---------- Data in this exercise

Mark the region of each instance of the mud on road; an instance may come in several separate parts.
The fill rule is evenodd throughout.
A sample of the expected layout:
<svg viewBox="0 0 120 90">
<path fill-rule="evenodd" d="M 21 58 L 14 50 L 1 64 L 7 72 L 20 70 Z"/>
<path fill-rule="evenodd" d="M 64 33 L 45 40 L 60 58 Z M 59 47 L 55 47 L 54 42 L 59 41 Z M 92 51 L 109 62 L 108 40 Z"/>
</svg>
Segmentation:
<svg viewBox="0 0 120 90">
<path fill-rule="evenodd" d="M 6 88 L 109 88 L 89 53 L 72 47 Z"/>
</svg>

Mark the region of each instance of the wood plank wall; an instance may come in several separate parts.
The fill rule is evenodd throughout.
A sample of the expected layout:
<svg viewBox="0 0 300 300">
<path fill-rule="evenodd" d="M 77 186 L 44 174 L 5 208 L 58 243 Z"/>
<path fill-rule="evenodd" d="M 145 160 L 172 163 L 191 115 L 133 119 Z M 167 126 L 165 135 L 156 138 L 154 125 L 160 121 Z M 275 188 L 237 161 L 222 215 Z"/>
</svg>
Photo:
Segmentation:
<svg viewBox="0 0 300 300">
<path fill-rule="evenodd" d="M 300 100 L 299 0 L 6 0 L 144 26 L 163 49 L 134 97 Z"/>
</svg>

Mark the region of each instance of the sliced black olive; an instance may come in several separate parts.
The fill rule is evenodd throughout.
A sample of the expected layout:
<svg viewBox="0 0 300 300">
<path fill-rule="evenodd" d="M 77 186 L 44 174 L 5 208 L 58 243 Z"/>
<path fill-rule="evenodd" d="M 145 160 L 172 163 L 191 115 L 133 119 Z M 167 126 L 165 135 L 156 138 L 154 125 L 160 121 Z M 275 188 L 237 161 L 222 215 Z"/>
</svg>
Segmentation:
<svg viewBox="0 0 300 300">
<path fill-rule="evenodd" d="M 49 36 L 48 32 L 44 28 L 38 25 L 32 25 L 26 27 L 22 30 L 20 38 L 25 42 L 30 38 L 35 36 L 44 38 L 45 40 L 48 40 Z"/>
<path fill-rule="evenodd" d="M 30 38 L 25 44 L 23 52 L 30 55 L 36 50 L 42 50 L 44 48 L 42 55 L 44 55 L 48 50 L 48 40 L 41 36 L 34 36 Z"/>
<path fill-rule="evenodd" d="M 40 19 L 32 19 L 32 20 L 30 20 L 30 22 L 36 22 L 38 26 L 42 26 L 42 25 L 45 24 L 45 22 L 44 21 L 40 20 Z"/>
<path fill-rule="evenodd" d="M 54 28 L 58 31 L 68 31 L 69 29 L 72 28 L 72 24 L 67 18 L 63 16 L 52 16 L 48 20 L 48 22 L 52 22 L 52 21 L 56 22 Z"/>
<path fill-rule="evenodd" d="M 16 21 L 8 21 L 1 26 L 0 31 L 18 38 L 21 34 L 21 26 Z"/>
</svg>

--------------------

What is asked | Show every line from the rows above that contains the word "Mark".

Exercise result |
Mark the region of each instance of the mud on road; an instance may come in several separate parts.
Mark the region of each instance of the wood plank wall; an instance may come in several separate parts.
Mark the region of each instance of the sliced black olive; an instance may come in several separate parts.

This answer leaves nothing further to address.